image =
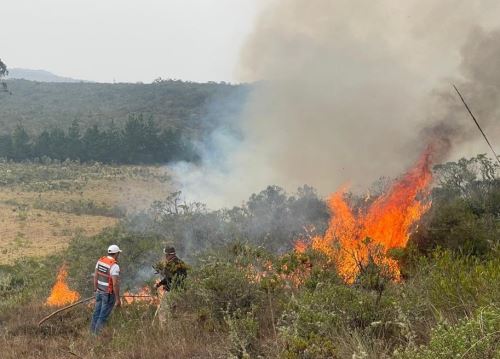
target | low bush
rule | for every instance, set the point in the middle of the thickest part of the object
(475, 337)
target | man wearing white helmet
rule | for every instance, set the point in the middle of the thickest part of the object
(106, 287)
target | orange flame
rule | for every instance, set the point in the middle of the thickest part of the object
(386, 222)
(61, 294)
(300, 246)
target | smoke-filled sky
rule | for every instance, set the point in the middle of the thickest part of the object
(348, 90)
(127, 40)
(353, 90)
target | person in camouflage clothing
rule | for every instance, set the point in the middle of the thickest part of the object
(172, 269)
(173, 272)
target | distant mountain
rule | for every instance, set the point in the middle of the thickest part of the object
(194, 108)
(38, 75)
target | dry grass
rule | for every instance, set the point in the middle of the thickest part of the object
(32, 232)
(26, 231)
(67, 336)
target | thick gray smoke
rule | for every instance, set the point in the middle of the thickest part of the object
(352, 90)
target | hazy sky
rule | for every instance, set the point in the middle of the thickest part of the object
(127, 40)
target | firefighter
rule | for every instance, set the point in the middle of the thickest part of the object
(172, 269)
(106, 287)
(173, 272)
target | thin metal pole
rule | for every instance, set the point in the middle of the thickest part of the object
(477, 124)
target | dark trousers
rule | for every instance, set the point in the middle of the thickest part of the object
(104, 304)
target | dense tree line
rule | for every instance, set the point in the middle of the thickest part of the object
(139, 141)
(186, 105)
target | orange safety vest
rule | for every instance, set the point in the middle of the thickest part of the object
(104, 280)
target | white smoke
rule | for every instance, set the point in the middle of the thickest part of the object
(345, 89)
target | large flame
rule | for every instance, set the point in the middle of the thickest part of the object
(353, 238)
(61, 294)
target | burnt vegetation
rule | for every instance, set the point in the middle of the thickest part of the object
(248, 294)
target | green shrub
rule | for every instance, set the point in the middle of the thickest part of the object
(451, 286)
(476, 337)
(311, 324)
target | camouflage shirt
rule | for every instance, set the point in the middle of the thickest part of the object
(173, 273)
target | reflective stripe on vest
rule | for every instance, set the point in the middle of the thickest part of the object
(104, 280)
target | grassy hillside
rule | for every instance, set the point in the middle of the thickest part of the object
(248, 293)
(174, 104)
(44, 206)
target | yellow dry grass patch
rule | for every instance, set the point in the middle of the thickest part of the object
(133, 195)
(34, 232)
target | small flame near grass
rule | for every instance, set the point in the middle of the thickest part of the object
(61, 294)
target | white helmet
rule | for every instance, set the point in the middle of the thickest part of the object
(113, 249)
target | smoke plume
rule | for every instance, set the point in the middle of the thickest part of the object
(352, 90)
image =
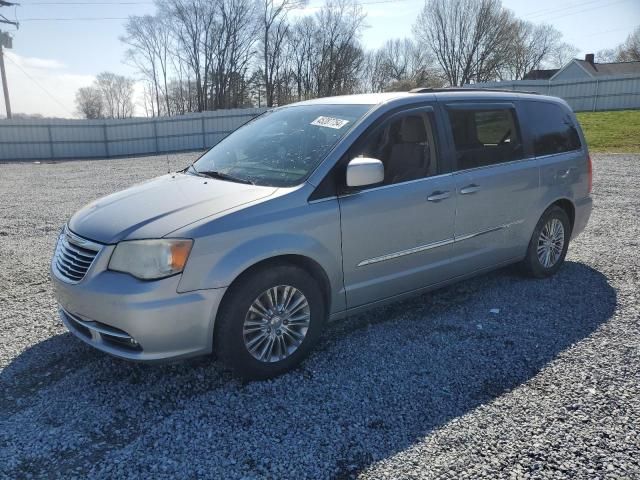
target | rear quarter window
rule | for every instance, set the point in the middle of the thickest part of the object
(553, 128)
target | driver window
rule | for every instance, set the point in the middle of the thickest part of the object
(405, 145)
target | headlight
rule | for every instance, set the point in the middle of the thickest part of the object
(151, 259)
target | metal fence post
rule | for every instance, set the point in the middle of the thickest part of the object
(204, 137)
(106, 139)
(51, 153)
(155, 134)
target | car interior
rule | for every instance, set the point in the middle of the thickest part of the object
(406, 147)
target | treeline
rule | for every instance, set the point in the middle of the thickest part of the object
(196, 55)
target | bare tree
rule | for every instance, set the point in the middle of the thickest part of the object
(629, 51)
(531, 46)
(192, 23)
(232, 51)
(302, 52)
(117, 94)
(340, 56)
(606, 55)
(470, 39)
(149, 39)
(562, 54)
(274, 29)
(89, 102)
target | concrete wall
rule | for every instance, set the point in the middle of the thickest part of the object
(602, 93)
(67, 139)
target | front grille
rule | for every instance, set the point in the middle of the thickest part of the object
(74, 255)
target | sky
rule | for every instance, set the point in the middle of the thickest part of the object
(60, 46)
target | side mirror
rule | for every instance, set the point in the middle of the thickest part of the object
(364, 171)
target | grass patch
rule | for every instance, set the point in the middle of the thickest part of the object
(615, 131)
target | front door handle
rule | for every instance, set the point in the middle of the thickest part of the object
(473, 188)
(438, 195)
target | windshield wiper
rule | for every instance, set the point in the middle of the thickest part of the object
(224, 176)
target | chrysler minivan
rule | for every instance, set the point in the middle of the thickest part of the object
(317, 210)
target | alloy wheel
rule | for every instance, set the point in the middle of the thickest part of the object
(276, 324)
(550, 243)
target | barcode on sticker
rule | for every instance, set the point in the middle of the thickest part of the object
(330, 122)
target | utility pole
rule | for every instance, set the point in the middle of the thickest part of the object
(6, 42)
(5, 87)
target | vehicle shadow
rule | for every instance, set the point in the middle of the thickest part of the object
(378, 383)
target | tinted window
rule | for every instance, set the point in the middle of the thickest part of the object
(485, 137)
(281, 147)
(553, 128)
(405, 145)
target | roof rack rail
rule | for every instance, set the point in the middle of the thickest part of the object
(469, 89)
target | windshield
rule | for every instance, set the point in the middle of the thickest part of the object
(282, 147)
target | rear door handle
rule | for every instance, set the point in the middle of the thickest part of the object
(473, 188)
(564, 173)
(438, 195)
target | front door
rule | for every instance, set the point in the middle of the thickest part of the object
(398, 236)
(495, 182)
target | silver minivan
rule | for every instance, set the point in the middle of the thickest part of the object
(316, 210)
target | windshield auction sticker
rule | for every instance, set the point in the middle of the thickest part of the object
(330, 122)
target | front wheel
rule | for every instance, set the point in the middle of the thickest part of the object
(269, 322)
(549, 243)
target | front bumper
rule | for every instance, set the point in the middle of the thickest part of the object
(134, 319)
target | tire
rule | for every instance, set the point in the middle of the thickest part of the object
(558, 226)
(244, 328)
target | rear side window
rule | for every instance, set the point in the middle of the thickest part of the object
(485, 137)
(554, 130)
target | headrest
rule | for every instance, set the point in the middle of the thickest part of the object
(412, 130)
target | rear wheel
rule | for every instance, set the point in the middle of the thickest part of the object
(548, 244)
(269, 321)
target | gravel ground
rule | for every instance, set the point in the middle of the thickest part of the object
(434, 387)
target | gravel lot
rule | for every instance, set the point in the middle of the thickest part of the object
(435, 387)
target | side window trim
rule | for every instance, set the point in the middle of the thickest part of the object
(329, 187)
(485, 106)
(373, 130)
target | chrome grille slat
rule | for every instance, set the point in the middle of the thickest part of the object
(74, 261)
(78, 251)
(80, 272)
(74, 256)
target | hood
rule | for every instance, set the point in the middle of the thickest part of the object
(157, 207)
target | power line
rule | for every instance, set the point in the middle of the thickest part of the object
(88, 3)
(88, 19)
(552, 10)
(39, 86)
(582, 10)
(72, 19)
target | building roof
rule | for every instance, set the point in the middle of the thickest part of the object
(594, 69)
(616, 68)
(540, 74)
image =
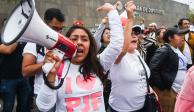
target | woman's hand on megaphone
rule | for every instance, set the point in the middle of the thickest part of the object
(107, 7)
(52, 58)
(130, 8)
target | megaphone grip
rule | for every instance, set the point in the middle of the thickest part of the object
(48, 66)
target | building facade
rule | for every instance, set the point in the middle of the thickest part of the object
(162, 12)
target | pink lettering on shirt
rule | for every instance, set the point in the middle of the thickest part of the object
(68, 88)
(85, 84)
(72, 103)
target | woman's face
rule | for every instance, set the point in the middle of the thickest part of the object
(177, 41)
(106, 36)
(81, 39)
(133, 41)
(160, 38)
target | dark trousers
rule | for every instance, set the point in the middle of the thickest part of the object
(11, 88)
(112, 110)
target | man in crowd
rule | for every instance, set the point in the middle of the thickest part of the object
(188, 47)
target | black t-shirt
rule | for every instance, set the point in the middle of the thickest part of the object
(11, 66)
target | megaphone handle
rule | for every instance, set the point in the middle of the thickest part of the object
(48, 66)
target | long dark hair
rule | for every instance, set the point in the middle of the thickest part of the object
(91, 63)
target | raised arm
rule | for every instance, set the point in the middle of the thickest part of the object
(99, 31)
(130, 7)
(109, 55)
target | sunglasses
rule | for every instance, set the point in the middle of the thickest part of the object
(58, 29)
(135, 33)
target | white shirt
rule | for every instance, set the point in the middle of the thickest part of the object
(129, 85)
(186, 50)
(182, 69)
(77, 95)
(31, 49)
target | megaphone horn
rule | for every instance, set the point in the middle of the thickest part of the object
(25, 25)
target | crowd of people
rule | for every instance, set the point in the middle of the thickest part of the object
(110, 70)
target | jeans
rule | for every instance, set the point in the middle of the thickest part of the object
(16, 87)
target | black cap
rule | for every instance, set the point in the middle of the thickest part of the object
(174, 31)
(136, 28)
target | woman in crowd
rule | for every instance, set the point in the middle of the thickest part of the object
(185, 99)
(168, 68)
(82, 89)
(128, 77)
(159, 37)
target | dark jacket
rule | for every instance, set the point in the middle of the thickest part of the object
(163, 67)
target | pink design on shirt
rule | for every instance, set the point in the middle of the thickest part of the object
(72, 103)
(86, 104)
(90, 102)
(85, 84)
(68, 89)
(95, 100)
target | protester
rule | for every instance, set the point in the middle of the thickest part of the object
(159, 37)
(168, 68)
(82, 88)
(33, 54)
(12, 82)
(185, 99)
(128, 77)
(188, 47)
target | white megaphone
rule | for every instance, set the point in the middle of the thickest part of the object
(25, 25)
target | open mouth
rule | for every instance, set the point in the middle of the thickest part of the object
(134, 41)
(80, 51)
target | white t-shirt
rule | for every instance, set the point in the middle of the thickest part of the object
(182, 69)
(31, 48)
(129, 85)
(77, 95)
(186, 50)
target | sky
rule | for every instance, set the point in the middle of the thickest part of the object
(190, 2)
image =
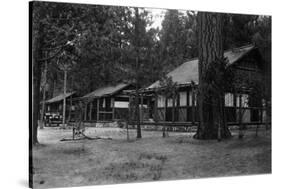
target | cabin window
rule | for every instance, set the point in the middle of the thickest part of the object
(119, 104)
(183, 99)
(244, 100)
(190, 99)
(229, 99)
(103, 102)
(112, 102)
(169, 102)
(161, 101)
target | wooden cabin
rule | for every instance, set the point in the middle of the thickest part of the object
(183, 107)
(107, 103)
(54, 106)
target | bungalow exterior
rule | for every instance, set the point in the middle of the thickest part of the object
(54, 106)
(107, 103)
(182, 108)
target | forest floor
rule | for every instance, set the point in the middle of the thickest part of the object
(179, 156)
######
Exercise details:
Output, exactly as written, only the lines from the beginning of the listing through the line containing "target | orange flame", both included, and no pictures.

Answer box:
image =
target | low bush
rule | for every instance, set the point in the middle of the thickest part of the object
(475, 337)
target | man wearing white helmet
rule | for every instance, set the point in the middle of the thickest part of the object
(106, 287)
target | orange flame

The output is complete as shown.